Text excerpt:
——————————

# Easiest paper to dry?



## DocFrankenstein (May 28, 2005)

Ok, so I finally get to mess with a serious darkroom. 

My dad thinks I'm nuts and should just shoot digital. :mrgreen:

My concern is the drying of the prints. My mom used a "glossyfyer" (err... direct translation from russian) and it was a pain to clean it every time.

My dad used a clean glass. He wasn't too happy about it either. 

I'm hoping there've been some amazing technological advances in the industry... Is there any way to avoid sticking the prints onto something?

I think matte will do it for me... at least at the beginning stages of my darkroom printing experience.


----------



## Hertz van Rental (May 28, 2005)

Try using resin coated. It dries very quickly. You can dry it just by laying it face up on newspaper - or hang it on a line using clothes pegs.


----------



## oriecat (May 28, 2005)

Yeah, if you're just starting, hanging RC is super easy.  If you're in a hurry, you can even use a hair dryer on it, or put it in the microwave (so I've heard, haven't tried that one myself).


----------



## KevinR (May 29, 2005)

For ease of drying, RC is the way to go. But fiber isn't to bad, just takes awhile. You can do the microwave trick with fiber base also.

——————————

Exercise task A: In the forum thread on drying darkroom prints, what type of paper does Hertz van Rental recommend trying?
Exercise task B: Continue the forum thread on drying darkroom prints from its last post onward.

Extracted records:
——————————

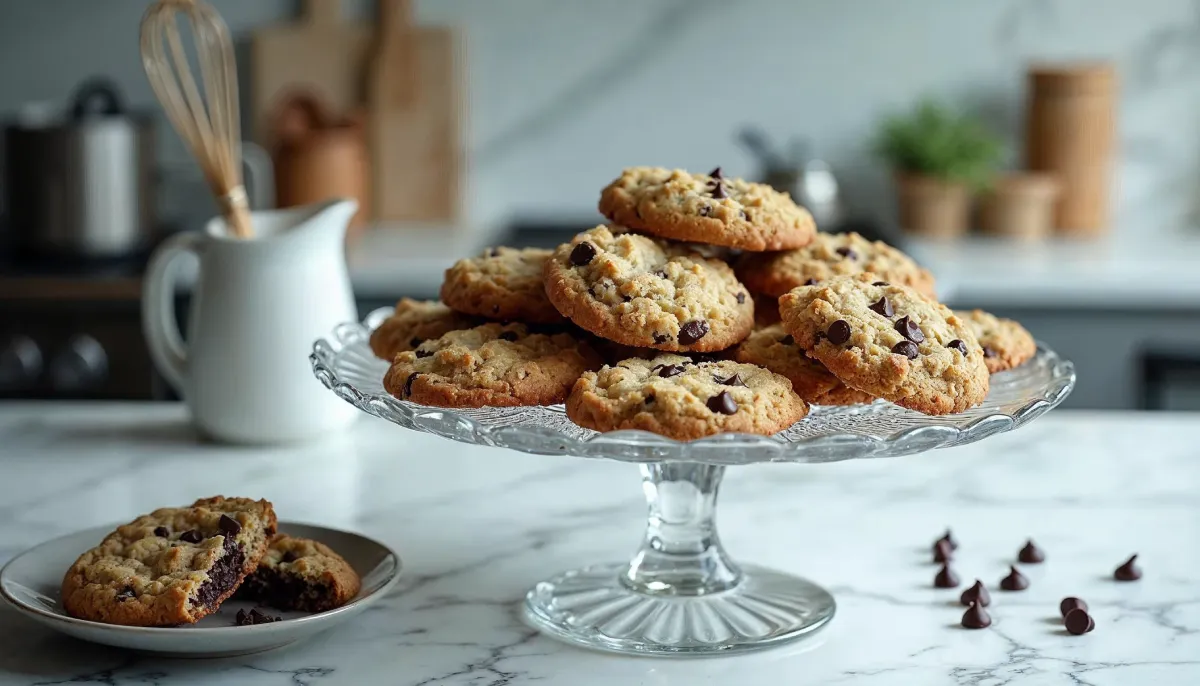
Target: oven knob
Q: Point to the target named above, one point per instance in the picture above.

——————————

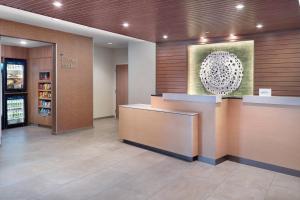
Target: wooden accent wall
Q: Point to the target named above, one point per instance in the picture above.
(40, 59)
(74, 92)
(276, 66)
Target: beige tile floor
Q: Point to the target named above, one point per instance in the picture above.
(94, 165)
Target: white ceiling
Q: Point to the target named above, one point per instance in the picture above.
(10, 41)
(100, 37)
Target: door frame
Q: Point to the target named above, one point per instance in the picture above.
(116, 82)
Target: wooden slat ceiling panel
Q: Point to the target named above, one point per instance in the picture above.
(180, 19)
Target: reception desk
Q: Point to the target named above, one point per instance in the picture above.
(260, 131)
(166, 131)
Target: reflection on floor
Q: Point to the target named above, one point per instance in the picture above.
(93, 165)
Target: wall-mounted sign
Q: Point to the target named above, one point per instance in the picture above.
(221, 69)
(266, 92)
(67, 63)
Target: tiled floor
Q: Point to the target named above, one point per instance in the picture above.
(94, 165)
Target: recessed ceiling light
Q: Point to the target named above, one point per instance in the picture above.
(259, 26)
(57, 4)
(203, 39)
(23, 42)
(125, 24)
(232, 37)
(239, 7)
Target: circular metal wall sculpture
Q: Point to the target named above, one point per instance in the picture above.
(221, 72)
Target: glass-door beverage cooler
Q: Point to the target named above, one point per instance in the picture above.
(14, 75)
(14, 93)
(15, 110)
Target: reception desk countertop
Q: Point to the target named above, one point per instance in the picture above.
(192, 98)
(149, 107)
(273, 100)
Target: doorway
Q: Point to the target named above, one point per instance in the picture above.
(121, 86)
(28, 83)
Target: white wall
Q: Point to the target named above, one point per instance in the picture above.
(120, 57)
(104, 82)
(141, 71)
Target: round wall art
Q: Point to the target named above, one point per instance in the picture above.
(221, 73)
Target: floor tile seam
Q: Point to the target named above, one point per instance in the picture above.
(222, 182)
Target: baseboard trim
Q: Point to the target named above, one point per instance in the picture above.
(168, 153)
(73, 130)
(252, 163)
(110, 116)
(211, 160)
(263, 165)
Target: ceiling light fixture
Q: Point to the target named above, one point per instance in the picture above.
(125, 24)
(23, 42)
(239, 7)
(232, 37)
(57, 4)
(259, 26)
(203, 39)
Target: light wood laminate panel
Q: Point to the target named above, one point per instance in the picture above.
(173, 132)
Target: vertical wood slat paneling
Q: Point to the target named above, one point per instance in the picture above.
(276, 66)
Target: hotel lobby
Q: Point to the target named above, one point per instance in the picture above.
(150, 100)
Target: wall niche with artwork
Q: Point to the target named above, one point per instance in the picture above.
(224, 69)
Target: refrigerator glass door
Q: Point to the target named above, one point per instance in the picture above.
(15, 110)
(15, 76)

——————————

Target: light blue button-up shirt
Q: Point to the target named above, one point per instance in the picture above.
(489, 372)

——————————

Right answer A: Resin coated paper.

Right answer B:
----------



## DocFrankenstein (May 29, 2005)

RC it is then!

thanks


----------



## gypsyIX (Jun 13, 2005)

for fiber prints, i always liked using a blotter book.  i have a few reasons for this: first, i don't have a darkroom in my home, so the book allows me to travel with wet prints.  second, i can lay a heavy book on top of the blotter book so the prints will dry flat instead of curling up at the edges like they do when i dry them on screens.  they still need to be aired out to dry fully, but the book gives me a good headstart.


----------



## ksmattfish (Jun 13, 2005)

I dry smaller prints (11x14 or less) on home made screens I built.  I hang larger prints from lines with clothes pins.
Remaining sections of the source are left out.